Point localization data
◇ ◇ ◇ ◇ ◇

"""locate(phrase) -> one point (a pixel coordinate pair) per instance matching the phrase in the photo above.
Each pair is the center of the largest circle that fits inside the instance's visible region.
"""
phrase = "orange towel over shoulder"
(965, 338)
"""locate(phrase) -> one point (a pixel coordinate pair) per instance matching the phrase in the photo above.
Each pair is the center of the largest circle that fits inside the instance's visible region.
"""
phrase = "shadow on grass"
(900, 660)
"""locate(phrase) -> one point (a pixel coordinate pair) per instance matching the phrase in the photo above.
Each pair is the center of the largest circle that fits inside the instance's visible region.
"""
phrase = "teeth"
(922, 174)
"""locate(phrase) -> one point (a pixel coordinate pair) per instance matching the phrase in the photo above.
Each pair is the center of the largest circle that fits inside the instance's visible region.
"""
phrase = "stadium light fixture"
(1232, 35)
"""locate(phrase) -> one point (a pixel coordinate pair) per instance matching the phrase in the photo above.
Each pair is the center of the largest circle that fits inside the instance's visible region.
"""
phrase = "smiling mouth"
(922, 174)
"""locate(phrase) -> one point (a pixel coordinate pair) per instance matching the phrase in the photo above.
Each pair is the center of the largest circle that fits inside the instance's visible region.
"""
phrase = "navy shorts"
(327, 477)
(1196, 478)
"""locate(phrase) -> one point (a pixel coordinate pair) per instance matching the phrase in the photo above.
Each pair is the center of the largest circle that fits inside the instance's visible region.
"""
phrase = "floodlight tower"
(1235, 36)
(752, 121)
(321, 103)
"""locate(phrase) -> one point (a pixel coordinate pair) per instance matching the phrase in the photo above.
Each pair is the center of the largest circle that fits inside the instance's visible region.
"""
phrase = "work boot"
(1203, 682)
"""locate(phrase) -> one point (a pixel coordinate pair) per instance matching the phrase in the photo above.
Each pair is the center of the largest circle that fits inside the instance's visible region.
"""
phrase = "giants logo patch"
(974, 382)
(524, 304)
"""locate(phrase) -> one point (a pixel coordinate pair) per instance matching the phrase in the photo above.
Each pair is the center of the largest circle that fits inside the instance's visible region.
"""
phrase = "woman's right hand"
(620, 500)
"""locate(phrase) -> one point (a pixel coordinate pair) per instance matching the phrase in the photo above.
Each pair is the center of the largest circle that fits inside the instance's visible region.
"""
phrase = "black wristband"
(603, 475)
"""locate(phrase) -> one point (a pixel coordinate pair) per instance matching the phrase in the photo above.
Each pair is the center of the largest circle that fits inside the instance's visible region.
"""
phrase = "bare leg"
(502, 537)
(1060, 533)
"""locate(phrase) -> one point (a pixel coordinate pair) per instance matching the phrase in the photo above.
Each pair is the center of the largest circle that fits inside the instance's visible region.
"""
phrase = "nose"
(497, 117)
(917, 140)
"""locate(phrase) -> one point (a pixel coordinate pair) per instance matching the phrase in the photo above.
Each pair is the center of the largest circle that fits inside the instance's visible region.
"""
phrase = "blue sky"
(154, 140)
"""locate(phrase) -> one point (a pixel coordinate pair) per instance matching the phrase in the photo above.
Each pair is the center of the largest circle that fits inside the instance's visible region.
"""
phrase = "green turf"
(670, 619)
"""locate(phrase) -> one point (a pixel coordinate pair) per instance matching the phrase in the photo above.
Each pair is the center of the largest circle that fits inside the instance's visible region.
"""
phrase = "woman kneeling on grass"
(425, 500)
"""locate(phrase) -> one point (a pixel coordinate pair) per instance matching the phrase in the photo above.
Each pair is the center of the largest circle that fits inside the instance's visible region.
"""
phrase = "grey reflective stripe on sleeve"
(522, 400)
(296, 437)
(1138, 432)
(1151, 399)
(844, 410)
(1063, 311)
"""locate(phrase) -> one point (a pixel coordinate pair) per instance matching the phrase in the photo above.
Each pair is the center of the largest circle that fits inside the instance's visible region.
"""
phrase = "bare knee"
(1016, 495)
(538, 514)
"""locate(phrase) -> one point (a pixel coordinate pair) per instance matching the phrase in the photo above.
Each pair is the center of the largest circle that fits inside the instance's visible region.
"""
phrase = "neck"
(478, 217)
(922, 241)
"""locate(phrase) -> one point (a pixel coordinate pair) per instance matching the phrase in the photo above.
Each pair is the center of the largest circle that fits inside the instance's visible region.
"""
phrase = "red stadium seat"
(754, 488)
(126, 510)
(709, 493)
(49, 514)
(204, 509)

◇ ◇ ◇ ◇ ◇

• [Work instruction] Every entry must appear in the answer exactly as written.

• [The answer]
"""locate(phrase) -> one point (a pixel coordinate pair) per instance matching the phrase in the photo above.
Each pair is the center of the largest circle that fits inside the instance's visible region.
"""
phrase = "orange towel over shoulder"
(965, 338)
"""locate(phrase) -> one point (a pixel coordinate pair) per instance matching the phrase in the photo above.
Each pair is the center of the largest circle that fits inside the instance's visible region.
"""
phrase = "shadow on grass"
(900, 660)
"""locate(phrase) -> one point (a pixel coordinate pair) per instance matching the phrase in the photo above.
Each pair is the center of the largest circle that fits inside the instance's visible region.
"""
phrase = "teeth"
(922, 174)
"""locate(phrase) -> one point (a pixel coordinate pair) per instance matching the phrase in the photo above.
Each pair is the center of the largest circle that fits inside the instance's visible region.
"""
phrase = "stadium light fixture"
(1232, 35)
"""locate(phrase) -> one point (a pixel coordinate pair) per instance matching the phrase in the photo above.
Each pair is the center of the largest circle that fits inside the instance's visible region.
"""
phrase = "smiling mouth"
(922, 174)
"""locate(phrase) -> one point (a pixel coordinate pair) per instance matching the phrase in the photo above.
Each pair is the center of the largest circle that fits inside the instance's visible region.
"""
phrase = "navy shorts"
(327, 477)
(1196, 478)
"""locate(phrase) -> one point (a pixel coordinate pair) per instance matching the phrase in the photo above.
Each pair is the center of the largest circle that fits inside the instance's visible region.
"""
phrase = "floodlight tower"
(1235, 36)
(752, 121)
(321, 103)
"""locate(phrase) -> one point (a pixel coordinate pair) per instance matching the phrase in the photo above.
Each pair is the center of the largest circle that fits inside the instance's visible region.
"""
phrase = "work boot"
(1203, 682)
"""locate(phrase) -> one point (a pixel coordinate pair) per instance matching the phrase in the photo above.
Each pair is the center of the largest circle that fits inside the instance's visible region.
"""
phrase = "giants logo patch"
(974, 382)
(524, 304)
"""locate(phrase) -> one point (a pixel coordinate pair) per instance matching the phrase in the photo above.
Each pair is the center of the largest circle that fits inside the instance's visible region.
"""
phrase = "woman's right hand"
(620, 500)
"""locate(phrase) -> one point (a pixel coordinate pair) per instance matching the phrase in the photo above.
Each pair is the center of the largest circle that fits inside the instance's visible region.
"""
phrase = "black wristband"
(603, 475)
"""locate(phrase) -> one point (a pixel coordinate pair) per instance matching the phrase in the photo above.
Each pair is the center of the largest circle that fits inside the instance's visible region.
"""
phrase = "bare leg"
(502, 537)
(1060, 533)
"""locate(phrase) -> one point (a pixel coordinate pair) per instance matching the phrase in the photo above.
Each pair is the center of the largest circle that fits inside the instance's visible region.
"""
phrase = "nose"
(497, 117)
(917, 140)
"""locate(phrase) -> one point (a pixel coordinate pair) per instance matching the phrase in the photo above.
Each pair is the center of the largest circle that fits inside the instance's visible region.
"""
phrase = "blue sky"
(154, 140)
"""locate(phrase) -> one point (a pixel coordinate pair) per instance matching the phrase in the photo above.
Each pair is the center of the largest circle that fits inside the instance's visible region.
"""
phrase = "green turf"
(670, 619)
"""locate(phrase) -> one point (a pixel coordinate pair) per instance matching the phrase in the photo above.
Each pair is the center of the largest circle that fits inside the instance's visible region.
"""
phrase = "woman kneeling on grass"
(425, 500)
"""locate(phrase) -> one point (a pixel coordinate pair) per instance matching the phrase in the photo above.
Each pair is the center of the largest circle that fits inside the instance's visible region.
"""
phrase = "grey reflective stripe on sleeve"
(522, 400)
(296, 437)
(1138, 432)
(1151, 399)
(844, 410)
(1063, 311)
"""locate(phrase) -> one point (a pixel coordinate pair) per instance matching the phrase in the photo above.
Each pair is the center of the largest circle that fits inside the instance's visible region.
"""
phrase = "bare knee"
(1016, 495)
(538, 514)
"""locate(phrase) -> one point (a pixel coordinate pair) per instance matching the phrase in the photo above.
Each pair is the center of the largest circle that fits inside the instance's visible region.
"""
phrase = "neck"
(478, 217)
(922, 241)
"""locate(phrase) -> one point (a pixel coordinate pair) per instance matching the phrase in the photo above.
Each pair is the center of the largest circle that fits inside the instance's visible region.
"""
phrase = "red stadium seat"
(754, 488)
(126, 510)
(709, 493)
(49, 514)
(204, 509)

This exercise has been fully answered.